* What to do:
Locate the line that contains "of the plant". Print it and each following line through the end of the listing, verbatim, and nothing more.

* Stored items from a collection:
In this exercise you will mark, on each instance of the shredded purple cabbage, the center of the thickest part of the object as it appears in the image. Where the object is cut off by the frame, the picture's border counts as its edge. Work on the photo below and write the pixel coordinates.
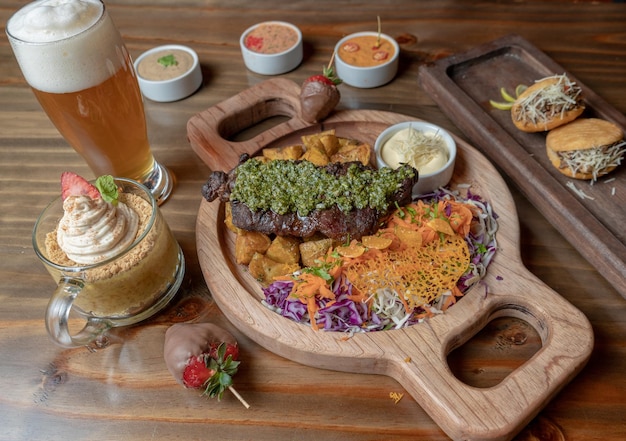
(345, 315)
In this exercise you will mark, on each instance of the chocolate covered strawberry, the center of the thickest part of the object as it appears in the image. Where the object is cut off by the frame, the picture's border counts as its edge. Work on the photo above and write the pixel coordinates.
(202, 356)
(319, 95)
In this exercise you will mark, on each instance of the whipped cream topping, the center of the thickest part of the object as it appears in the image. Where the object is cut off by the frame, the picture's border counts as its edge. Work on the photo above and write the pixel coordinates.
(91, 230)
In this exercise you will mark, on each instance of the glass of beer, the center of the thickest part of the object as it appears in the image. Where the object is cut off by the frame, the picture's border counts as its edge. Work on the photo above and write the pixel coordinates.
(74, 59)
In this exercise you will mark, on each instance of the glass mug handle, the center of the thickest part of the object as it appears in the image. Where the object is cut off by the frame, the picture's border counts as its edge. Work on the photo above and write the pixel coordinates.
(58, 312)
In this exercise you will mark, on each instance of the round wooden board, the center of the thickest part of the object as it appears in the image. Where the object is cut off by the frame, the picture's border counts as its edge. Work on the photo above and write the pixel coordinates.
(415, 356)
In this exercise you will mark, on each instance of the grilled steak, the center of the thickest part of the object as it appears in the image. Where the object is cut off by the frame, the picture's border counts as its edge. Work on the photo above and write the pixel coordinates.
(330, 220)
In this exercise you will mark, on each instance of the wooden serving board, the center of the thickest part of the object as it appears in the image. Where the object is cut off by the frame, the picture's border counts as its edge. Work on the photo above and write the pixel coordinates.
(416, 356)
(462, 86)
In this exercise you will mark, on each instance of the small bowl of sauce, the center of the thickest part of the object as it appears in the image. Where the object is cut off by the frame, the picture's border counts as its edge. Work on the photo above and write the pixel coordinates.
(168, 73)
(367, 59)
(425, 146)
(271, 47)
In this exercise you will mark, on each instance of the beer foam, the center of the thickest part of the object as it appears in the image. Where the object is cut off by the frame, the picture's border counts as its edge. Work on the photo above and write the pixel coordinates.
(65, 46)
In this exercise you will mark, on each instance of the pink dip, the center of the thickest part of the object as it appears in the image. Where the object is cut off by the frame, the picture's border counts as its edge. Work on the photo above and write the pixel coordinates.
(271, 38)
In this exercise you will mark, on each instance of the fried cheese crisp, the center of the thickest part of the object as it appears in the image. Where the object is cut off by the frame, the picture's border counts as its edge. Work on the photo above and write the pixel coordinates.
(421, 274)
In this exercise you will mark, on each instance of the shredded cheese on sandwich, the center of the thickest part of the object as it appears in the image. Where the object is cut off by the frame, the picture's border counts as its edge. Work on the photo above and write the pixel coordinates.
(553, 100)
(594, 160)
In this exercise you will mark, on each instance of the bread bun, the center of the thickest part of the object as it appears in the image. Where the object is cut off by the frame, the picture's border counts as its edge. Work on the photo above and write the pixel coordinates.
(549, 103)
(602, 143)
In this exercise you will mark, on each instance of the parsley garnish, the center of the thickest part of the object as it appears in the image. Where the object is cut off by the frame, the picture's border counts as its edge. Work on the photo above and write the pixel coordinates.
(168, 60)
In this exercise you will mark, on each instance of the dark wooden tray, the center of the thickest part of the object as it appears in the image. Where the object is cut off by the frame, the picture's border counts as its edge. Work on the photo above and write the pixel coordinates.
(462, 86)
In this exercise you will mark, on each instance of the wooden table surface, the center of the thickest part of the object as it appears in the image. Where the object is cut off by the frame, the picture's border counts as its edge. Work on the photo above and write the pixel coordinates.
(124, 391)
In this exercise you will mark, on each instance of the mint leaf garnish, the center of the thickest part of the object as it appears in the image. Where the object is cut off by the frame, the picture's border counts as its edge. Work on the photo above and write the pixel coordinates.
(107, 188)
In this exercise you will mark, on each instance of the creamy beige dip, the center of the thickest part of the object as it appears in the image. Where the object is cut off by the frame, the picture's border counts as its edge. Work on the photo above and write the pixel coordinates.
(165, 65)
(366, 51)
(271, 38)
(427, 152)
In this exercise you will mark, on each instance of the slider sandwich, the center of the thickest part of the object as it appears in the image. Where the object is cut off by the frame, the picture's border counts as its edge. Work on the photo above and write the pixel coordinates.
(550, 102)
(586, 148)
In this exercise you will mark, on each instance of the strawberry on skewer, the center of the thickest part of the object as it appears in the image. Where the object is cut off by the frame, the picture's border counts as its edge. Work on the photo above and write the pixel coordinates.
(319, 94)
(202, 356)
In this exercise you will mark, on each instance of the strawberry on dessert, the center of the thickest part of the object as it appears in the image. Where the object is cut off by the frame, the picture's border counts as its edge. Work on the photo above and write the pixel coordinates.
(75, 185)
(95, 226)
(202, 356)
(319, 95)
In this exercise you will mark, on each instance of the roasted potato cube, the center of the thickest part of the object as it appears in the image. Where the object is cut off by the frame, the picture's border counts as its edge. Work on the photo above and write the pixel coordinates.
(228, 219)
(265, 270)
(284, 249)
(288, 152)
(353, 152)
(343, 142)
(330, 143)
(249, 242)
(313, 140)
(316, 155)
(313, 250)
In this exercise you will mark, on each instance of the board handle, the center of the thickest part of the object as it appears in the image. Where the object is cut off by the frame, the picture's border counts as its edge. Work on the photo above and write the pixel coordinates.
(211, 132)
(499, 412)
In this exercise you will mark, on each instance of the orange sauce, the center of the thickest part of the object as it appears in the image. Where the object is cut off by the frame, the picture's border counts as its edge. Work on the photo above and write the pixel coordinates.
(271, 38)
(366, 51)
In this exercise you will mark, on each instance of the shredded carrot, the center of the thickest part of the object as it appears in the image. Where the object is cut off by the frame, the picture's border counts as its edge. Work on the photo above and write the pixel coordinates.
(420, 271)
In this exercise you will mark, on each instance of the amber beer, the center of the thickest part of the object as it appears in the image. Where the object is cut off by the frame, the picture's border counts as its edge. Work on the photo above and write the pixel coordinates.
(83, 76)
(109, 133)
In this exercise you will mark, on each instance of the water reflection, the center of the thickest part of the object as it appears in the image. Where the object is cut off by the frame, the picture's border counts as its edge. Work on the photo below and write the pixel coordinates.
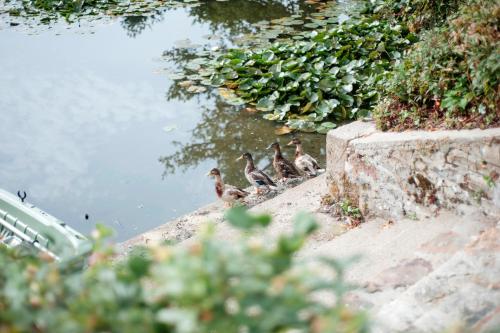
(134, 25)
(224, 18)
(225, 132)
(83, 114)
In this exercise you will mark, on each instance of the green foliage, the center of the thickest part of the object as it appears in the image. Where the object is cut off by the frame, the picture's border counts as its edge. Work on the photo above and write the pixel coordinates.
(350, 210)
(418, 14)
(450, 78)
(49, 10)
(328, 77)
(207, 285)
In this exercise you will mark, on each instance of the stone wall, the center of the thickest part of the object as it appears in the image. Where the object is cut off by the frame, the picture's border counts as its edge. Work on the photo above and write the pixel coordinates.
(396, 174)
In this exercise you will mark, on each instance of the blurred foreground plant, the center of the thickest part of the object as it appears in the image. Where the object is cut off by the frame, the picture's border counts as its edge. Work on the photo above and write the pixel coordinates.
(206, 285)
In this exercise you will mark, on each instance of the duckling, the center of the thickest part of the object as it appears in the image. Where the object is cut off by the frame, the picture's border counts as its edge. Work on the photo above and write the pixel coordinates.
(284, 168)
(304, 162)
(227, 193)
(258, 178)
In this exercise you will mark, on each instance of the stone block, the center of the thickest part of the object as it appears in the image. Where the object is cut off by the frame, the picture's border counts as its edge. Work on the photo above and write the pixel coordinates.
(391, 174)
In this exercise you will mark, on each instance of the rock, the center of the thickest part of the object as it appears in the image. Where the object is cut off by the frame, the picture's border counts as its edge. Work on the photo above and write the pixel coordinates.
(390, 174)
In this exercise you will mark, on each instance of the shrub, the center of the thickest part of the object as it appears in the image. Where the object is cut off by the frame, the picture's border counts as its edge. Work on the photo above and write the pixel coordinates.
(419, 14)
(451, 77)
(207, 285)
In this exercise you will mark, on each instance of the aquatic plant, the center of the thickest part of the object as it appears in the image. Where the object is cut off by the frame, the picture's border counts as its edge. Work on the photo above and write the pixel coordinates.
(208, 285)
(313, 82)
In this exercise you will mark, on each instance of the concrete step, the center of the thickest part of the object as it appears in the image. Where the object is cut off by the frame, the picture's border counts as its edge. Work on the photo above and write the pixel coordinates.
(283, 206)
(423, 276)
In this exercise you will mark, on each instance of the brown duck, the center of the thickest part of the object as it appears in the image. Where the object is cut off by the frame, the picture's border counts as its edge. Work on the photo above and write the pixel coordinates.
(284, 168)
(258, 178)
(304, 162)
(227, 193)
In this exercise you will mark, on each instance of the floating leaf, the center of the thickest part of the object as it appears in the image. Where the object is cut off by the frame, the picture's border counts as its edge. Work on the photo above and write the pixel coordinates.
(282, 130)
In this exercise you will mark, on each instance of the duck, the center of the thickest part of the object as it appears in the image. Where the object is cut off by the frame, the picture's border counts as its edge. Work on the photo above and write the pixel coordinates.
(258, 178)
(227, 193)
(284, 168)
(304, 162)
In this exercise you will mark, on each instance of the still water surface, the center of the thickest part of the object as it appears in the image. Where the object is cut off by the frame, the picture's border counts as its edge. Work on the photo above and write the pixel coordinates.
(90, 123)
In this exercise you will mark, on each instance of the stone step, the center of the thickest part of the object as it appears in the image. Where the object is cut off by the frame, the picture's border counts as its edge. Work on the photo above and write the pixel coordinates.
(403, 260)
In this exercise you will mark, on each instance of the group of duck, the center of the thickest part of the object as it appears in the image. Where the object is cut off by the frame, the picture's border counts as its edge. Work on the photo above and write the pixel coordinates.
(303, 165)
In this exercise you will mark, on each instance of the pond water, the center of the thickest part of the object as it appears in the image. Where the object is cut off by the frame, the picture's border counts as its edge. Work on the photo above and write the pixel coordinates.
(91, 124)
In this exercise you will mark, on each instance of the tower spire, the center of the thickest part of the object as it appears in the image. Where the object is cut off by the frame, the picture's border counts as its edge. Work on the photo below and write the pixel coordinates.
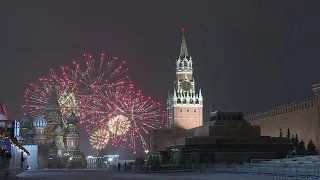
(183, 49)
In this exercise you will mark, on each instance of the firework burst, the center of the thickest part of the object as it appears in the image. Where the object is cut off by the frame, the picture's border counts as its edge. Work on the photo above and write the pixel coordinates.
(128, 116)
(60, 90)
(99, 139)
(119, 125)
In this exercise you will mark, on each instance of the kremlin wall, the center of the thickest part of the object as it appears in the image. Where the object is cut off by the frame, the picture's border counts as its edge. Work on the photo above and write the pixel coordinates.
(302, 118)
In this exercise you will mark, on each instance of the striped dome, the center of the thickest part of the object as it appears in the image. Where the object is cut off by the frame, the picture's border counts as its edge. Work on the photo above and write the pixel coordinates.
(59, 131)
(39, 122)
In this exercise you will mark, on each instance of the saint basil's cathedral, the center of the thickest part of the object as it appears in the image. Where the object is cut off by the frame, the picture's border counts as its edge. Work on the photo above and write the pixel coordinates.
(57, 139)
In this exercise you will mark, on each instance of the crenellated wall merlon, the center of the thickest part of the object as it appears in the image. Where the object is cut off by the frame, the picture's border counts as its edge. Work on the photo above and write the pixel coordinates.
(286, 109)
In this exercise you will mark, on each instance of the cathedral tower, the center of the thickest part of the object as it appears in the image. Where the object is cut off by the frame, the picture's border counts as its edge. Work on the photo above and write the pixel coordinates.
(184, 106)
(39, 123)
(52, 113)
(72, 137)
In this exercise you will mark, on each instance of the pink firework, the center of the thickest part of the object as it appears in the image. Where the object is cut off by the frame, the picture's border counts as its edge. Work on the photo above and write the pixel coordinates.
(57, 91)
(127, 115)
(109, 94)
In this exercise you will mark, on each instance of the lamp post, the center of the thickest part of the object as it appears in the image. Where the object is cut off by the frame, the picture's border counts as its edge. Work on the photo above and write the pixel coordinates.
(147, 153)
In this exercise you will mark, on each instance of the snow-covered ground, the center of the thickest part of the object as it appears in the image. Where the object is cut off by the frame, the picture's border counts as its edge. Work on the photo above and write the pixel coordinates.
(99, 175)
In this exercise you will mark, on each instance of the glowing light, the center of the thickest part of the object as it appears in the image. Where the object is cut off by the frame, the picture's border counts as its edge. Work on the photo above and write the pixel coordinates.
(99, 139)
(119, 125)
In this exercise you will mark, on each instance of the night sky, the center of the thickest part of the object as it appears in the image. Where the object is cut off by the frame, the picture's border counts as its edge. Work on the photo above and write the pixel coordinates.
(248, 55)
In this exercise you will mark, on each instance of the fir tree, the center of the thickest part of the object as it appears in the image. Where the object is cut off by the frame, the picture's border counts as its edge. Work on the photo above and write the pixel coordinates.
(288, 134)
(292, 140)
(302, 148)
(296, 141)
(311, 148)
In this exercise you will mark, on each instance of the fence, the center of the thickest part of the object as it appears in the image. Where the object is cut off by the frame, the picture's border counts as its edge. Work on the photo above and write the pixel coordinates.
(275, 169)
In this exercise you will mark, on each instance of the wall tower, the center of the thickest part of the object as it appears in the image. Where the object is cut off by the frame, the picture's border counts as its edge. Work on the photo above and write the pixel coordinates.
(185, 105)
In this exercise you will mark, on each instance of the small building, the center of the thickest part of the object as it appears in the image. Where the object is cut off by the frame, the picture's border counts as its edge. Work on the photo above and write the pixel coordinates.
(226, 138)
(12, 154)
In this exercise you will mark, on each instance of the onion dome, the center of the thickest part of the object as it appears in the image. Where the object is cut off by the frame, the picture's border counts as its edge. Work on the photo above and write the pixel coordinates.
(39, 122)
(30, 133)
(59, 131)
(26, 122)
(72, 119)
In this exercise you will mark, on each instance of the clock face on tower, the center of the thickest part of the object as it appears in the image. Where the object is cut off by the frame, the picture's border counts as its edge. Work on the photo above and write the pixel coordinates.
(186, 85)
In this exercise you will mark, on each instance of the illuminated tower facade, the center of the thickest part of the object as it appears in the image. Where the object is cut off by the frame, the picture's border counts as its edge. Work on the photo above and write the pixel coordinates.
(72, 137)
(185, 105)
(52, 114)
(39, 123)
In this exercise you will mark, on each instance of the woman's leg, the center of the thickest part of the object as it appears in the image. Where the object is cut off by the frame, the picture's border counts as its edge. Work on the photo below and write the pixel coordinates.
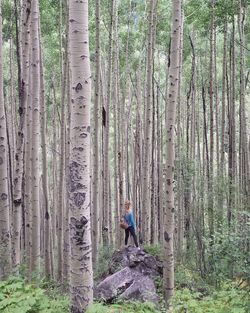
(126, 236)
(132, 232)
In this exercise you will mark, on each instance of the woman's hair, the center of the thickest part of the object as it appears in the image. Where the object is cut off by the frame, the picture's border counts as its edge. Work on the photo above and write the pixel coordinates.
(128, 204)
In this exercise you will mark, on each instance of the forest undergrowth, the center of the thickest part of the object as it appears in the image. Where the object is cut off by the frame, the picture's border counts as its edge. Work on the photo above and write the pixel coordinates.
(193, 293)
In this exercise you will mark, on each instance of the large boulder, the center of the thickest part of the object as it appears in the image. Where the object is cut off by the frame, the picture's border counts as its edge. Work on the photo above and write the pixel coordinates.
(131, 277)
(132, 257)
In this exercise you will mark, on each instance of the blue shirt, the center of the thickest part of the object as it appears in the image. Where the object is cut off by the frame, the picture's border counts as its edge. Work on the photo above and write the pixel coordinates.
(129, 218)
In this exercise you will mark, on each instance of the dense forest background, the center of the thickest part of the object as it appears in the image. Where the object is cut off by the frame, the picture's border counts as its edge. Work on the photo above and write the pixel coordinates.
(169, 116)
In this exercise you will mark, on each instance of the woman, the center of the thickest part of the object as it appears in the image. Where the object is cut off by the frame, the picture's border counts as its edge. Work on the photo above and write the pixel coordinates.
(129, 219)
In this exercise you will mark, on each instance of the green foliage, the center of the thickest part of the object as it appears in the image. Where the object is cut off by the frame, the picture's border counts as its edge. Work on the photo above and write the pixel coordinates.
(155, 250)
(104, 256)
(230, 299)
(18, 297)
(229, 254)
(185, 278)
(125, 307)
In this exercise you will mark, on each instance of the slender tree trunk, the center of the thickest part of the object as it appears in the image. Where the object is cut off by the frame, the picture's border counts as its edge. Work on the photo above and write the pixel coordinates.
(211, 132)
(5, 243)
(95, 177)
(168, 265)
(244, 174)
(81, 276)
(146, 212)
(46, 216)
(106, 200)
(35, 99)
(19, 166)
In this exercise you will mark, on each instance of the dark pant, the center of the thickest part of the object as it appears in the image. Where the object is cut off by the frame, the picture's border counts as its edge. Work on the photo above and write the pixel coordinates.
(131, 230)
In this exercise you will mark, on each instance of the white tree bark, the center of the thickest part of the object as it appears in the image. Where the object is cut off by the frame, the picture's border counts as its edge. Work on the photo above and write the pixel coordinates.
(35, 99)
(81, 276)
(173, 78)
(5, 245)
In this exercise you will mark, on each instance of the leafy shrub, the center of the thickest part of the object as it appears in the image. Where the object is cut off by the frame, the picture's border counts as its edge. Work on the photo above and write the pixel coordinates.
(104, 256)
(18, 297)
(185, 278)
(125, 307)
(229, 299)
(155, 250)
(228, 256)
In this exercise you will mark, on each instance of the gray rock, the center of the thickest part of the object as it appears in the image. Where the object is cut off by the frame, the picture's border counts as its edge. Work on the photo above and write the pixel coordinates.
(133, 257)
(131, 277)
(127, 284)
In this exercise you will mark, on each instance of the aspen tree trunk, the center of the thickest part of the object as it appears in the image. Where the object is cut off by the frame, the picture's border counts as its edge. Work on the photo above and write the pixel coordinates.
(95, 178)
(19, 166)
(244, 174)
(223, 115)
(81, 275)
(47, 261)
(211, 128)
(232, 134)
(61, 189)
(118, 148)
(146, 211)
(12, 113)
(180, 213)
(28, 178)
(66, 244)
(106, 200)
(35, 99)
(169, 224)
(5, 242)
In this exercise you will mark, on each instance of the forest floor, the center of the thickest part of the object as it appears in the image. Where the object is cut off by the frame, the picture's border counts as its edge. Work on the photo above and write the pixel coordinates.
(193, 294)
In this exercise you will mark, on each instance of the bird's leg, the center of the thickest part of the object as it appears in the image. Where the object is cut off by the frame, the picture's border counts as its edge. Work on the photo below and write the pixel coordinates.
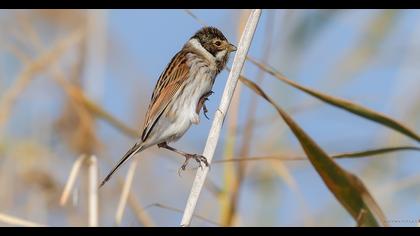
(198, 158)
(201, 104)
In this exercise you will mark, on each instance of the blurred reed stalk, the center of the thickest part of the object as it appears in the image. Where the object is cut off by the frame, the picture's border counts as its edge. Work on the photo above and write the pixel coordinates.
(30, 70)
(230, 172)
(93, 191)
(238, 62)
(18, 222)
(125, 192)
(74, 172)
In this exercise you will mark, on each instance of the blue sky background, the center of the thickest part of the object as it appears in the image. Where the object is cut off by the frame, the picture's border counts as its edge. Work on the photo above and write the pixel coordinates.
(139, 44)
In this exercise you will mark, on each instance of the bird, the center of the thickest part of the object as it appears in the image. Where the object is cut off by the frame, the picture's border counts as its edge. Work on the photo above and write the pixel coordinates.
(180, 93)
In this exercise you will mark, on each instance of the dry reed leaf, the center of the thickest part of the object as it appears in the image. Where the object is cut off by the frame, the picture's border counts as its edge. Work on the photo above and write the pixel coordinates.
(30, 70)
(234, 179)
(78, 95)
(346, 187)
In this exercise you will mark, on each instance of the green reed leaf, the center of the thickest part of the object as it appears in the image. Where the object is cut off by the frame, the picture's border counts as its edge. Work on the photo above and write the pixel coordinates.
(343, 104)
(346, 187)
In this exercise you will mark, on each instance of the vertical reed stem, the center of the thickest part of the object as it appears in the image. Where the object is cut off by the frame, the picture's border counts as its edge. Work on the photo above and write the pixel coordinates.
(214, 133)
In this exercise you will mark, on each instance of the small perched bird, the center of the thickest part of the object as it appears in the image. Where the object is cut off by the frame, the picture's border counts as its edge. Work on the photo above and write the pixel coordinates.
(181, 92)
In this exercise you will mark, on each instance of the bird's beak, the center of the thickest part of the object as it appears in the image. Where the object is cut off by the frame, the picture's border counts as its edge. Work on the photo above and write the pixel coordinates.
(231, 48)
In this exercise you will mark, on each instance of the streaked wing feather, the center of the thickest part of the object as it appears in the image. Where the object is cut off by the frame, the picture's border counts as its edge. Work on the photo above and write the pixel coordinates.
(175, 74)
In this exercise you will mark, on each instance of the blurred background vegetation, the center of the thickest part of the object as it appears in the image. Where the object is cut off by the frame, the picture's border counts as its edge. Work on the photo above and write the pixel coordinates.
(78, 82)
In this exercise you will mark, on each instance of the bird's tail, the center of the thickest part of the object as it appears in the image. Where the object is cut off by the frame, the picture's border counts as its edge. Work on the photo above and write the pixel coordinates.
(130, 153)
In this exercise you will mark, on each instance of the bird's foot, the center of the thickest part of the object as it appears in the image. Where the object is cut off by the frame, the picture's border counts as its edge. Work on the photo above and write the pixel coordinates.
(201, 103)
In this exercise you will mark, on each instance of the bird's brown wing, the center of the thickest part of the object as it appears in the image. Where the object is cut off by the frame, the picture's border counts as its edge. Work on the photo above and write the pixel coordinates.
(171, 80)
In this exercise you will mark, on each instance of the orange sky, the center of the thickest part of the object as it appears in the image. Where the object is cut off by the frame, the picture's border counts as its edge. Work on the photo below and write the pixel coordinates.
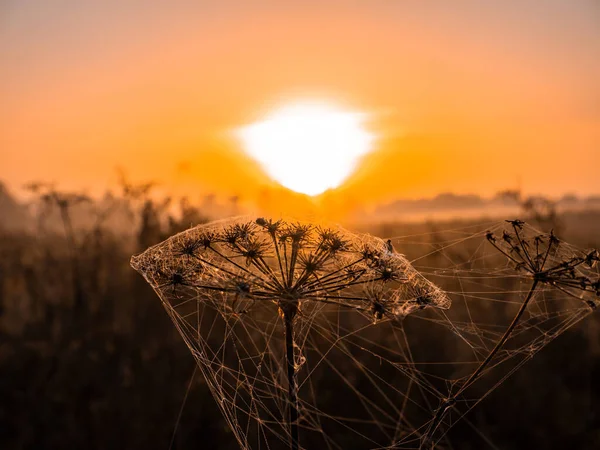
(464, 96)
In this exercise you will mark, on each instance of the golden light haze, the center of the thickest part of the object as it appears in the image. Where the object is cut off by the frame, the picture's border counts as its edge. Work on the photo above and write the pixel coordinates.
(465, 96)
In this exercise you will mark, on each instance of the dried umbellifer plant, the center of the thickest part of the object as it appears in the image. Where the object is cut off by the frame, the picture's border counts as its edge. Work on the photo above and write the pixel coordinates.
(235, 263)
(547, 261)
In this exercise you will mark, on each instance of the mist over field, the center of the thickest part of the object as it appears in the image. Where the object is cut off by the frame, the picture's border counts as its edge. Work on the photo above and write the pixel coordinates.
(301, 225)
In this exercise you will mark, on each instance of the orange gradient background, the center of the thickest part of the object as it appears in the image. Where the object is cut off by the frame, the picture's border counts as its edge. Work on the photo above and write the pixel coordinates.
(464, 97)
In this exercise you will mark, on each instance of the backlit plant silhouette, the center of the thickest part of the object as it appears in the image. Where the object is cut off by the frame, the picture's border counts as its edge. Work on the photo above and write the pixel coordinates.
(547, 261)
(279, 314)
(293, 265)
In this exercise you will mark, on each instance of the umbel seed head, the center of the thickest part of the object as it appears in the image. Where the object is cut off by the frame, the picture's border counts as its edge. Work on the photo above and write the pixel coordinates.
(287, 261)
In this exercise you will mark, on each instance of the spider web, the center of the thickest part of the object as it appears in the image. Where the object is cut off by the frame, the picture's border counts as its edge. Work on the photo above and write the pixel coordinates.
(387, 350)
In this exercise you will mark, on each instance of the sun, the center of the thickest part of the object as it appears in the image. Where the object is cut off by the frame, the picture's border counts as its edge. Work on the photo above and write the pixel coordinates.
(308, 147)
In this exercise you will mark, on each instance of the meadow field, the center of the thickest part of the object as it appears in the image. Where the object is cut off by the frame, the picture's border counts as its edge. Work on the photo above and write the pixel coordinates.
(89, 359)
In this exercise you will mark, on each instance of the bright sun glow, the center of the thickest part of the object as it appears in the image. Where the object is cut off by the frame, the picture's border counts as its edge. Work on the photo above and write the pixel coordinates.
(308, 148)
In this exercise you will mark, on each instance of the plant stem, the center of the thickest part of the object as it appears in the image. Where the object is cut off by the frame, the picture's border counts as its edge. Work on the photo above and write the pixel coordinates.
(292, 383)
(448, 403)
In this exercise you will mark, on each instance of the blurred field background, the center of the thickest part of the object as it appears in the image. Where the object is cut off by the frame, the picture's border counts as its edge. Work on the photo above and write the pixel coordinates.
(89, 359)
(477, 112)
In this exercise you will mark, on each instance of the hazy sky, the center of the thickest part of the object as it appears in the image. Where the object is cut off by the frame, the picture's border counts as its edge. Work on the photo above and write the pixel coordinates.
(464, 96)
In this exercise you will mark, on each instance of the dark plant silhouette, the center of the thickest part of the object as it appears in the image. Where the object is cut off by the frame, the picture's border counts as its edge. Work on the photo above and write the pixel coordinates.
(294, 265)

* Written solution:
In this exercise you will mark, on each instance of the plant stem, the center of the thickest part of the object as it appears in the image. Where the object is cut off by the frame, the picture's border counts as its edge. Work on the photo above and write the pixel coordinates.
(292, 383)
(448, 403)
In this exercise you will mark, on each instance of the blurred field background, the center of the thickest part of the object as it appears in the image. Where the object is cut off by the frame, the picture's border counts as its edge. Work on the photo above and write the pixel coordinates.
(89, 359)
(477, 112)
In this exercise you will mark, on each instance of the hazy sky, the center of the thickest part of the object as it appears in the image. Where the object is cut off by the frame, the picture's border counts as its edge. Work on the photo above and write the pixel coordinates.
(464, 96)
In this exercise you will mark, on each instance of the dark plant silhouette, the center of the thickest part of the object as it appears in the image. Where the object is cut off by the frame, the picture's border counts as its edge. Work on the photo above and write the pixel coordinates.
(294, 265)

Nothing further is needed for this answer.